Text provided:
▬▬▬▬▬▬

Average wait time for elective treatment at Rochdale hospitals is more than 16 weeks
The average wait time for the Northern Care Alliance, which oversees hospitals in Rochdale, was 16.3 weeks and 54.2% have been waiting less than 18 weeks - according to the latest report from the Public Accounts Committee
Photo: Peter Byrne/PA Wire
The pandemic has seen waiting lists hit record highs, with the amount of time patients can expect to wait also rapidly increasing.
As of the end of January, there were a record 6.10 million people waiting for elective treatment, such as knee and hip operations, at NHS hospitals in England.
The average wait time for the Northern Care Alliance, which oversees hospitals in Rochdale, was 16.3 weeks and 54.2% have been waiting less than 18 weeks - according to the latest report from the Public Accounts Committee (PAC).
This means there were a total of 132,234 people on the waiting list at the end of January, including 6,234 waiting over a year and 357 over two years.
The target is that 92% of people wait less than 18 weeks from when they are first referred, but as the PAC points out this hasn’t been hit since February 2016, well before the pandemic.
As part of its Elective Recovery Plan, the Government has said no one will wait longer than two years for treatment by July 2022, with waits of over a year eliminated by March 2025.
NHS Trusts were also routinely missing cancer treatment targets, both before and during the pandemic.

In January, performance was the worst it's been on record for eight out of nine standards set for diagnosis and treatment.

▬▬▬▬▬▬

Actions to take:
(a) In the article on Rochdale hospital wait times, what share of patients is targeted to wait less than 18 weeks from first referral?
(b) Pick up the article on Rochdale hospital wait times after its final sentence and continue it.
The records have no connection to the article about hospital wait times.

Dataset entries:

▬▬▬▬▬▬

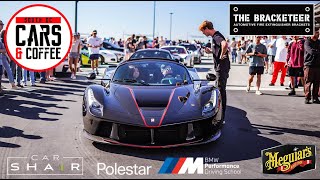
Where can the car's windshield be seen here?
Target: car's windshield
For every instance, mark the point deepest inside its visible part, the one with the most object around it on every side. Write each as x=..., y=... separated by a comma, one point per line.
x=151, y=72
x=190, y=47
x=178, y=50
x=150, y=54
x=106, y=44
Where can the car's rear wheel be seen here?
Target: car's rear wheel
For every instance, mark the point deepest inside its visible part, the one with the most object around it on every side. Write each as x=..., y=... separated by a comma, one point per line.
x=102, y=60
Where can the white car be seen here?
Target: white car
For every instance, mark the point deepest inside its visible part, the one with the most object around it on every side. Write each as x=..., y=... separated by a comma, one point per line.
x=111, y=55
x=63, y=68
x=195, y=52
x=106, y=56
x=182, y=53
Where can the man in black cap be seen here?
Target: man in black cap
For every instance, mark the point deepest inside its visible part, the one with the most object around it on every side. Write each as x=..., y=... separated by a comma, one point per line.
x=94, y=44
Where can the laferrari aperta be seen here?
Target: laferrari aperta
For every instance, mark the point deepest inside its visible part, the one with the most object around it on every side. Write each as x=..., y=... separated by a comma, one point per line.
x=152, y=103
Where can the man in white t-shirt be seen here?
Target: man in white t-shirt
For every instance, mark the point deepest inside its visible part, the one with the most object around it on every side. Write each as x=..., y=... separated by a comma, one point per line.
x=265, y=41
x=162, y=42
x=94, y=43
x=280, y=60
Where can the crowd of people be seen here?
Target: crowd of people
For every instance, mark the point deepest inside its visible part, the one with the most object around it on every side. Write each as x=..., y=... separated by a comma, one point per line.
x=294, y=56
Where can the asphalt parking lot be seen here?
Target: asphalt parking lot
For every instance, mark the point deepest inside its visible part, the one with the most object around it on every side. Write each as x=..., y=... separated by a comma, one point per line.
x=47, y=120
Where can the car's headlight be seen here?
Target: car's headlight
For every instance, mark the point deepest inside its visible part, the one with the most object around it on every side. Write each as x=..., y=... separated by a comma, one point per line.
x=95, y=107
x=118, y=54
x=210, y=108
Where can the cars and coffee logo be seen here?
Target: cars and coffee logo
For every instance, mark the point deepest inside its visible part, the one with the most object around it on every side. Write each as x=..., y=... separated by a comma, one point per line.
x=199, y=165
x=45, y=165
x=38, y=37
x=289, y=159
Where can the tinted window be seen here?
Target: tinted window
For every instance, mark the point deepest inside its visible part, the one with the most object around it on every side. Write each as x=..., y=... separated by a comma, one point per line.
x=190, y=47
x=150, y=54
x=175, y=50
x=156, y=73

▬▬▬▬▬▬

Per-task outputs:
(a) 92%

(b)
For the NCA 58.5% of patients were told they did or didn't have cancer within 28 days, and 52% of those urgently referred started treatment within 62 days.
Dame Meg Hillier MP, chairman of the PAC, said: “DHSC has overseen a long-term decline in elective and critical cancer care that is dragging our National Health Service and the heroic staff down.
“We on PAC are now extremely concerned that there is no real plan to turn a large cash injection, for elective care and capital costs of dangerously crumbling facilities, into better outcomes for people waiting for life-saving or quality-of-life improving treatment.
“Exhausted and demoralised, NHS staff have emerged from two hellish years only to face longer and longer lists of sicker people. And this is compounded by staffing shortages in a number of professional areas.
“The cycle of glib headlines and fiddling with management structures must be broken, with an overhauled “people plan” that gets to the core of the desperate under-staffing and under-resourcing that have undermined our health system.”
The DHSC said the pandemic had put unprecedented pressures on healthcare and the department is tackling this head on.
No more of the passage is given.